To obtain relation (34) for all $a/h$, we can simply evaluate Equation (11) for a given parabolic profile $f\left(r\right)=r^2/\left(2R\right)$ and layer thickness h. The dimensionless parameter $\kappa$ is then calculated from Equation (33). Figure 5 shows parameters m and $\kappa$ in terms of the ratio $a/h$. Conveniently, both parameters are bounded and tend toward the asymptotic solutions with $m=0$ for the half-space, $m=1$ for the bonded compressible thin layer as well as the unbonded thin layer and $m=3$ for the bonded incompressible thin layer. The agreement with the results of Hayes et al. [11] is very good. In the ranges $a/h<0.1$ and $a/h>50$, the asymptotic solutions of half-space and thin layer, respectively, are generally good approximations. Bonded nearly incompressible and incompressible layers are slower in the asymptotic behavior. It is interesting to note that the unbonded layer agrees almost exactly with the more artificial case of a bonded layer with $\nu =0.0$. In fact, the evaluation of the BEM kernel functions of the unbonded layer (29) and the bonded layer (31) with $\nu =0.0$ gives almost the same numerical results for the whole parameter space.

Finally, the needed flat punch solution has been obtained in numerical form for the whole parameter space. With that, we show in the following section that the solution of any axisymmetric indenter shape including adhesion or viscoelasticity is straightforward using the MDR relations presented in Section 2. The numerical BEM solutions needed for evaluation of the MDR relations, that is, the normalized contact stiffness and the contact pressure distribution under a flat punch, are uploaded as Supplementary Materials to this article. Here, we discretized the $a/h$ space using 400 points with logarithmic spacing between $a/h=0.001$ and $a/h=1000$ and the normalized radial coordinate $r/a$ is discretized with approximately 500 equally spaced points.

::::::::::

◆ List of tasks:
1. According to the indentation text, the unbonded layer agrees almost exactly with which case?
2. In the indentation text, transcribe the passage from "Finally, the needed" to "equally spaced points." word for word.

◆ Data rows:

::::::::::

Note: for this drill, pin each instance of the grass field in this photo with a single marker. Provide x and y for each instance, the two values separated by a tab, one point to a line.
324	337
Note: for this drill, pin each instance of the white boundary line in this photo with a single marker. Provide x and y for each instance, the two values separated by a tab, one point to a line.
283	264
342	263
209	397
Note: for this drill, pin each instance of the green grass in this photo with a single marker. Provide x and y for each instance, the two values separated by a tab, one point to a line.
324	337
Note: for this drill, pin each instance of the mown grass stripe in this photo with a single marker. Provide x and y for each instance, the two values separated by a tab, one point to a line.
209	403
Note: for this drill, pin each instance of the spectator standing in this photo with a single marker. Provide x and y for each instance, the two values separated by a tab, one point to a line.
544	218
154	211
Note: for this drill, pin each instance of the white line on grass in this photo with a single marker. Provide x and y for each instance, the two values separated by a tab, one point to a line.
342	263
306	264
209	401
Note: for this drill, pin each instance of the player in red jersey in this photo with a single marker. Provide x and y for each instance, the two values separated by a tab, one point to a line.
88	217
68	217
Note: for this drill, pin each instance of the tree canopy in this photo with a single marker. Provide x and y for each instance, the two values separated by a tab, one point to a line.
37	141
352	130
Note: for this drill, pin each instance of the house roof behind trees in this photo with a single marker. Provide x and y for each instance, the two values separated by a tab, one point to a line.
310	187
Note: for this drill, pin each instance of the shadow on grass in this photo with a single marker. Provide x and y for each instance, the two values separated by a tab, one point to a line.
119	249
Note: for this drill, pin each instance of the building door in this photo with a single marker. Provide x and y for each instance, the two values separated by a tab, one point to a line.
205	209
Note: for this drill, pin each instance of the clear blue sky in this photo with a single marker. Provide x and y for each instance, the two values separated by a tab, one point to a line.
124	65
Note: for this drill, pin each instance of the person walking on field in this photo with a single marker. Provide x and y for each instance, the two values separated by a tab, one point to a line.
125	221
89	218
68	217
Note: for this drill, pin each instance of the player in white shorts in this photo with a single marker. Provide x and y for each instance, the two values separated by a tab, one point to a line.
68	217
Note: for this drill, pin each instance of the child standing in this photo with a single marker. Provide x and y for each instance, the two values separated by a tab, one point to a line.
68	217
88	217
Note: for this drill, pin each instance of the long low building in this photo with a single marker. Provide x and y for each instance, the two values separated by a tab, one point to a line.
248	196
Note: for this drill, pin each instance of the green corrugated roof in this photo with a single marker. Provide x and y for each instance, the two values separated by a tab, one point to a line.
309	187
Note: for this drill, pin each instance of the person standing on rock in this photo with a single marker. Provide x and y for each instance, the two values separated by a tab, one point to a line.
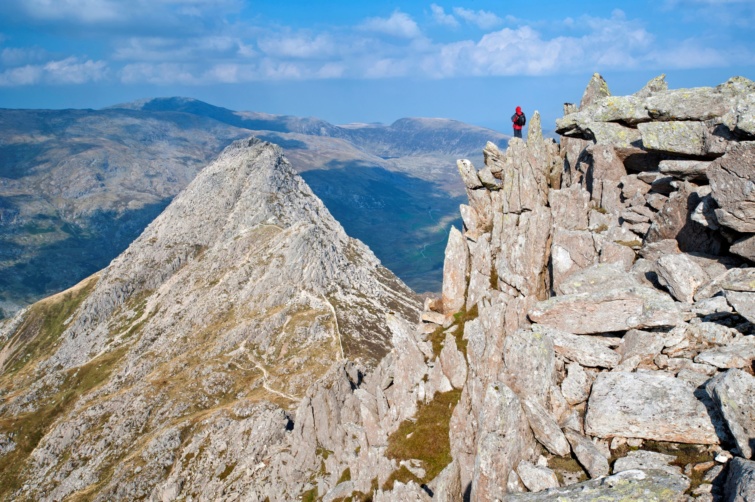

::::::::::

◆ Exercise results:
1. It agrees almost exactly with a bonded layer with $\nu =0.0$.

2.
Finally, the needed flat punch solution has been obtained in numerical form for the whole parameter space. With that, we show in the following section that the solution of any axisymmetric indenter shape including adhesion or viscoelasticity is straightforward using the MDR relations presented in Section 2. The numerical BEM solutions needed for evaluation of the MDR relations, that is, the normalized contact stiffness and the contact pressure distribution under a flat punch, are uploaded as Supplementary Materials to this article. Here, we discretized the $a/h$ space using 400 points with logarithmic spacing between $a/h=0.001$ and $a/h=1000$ and the normalized radial coordinate $r/a$ is discretized with approximately 500 equally spaced points.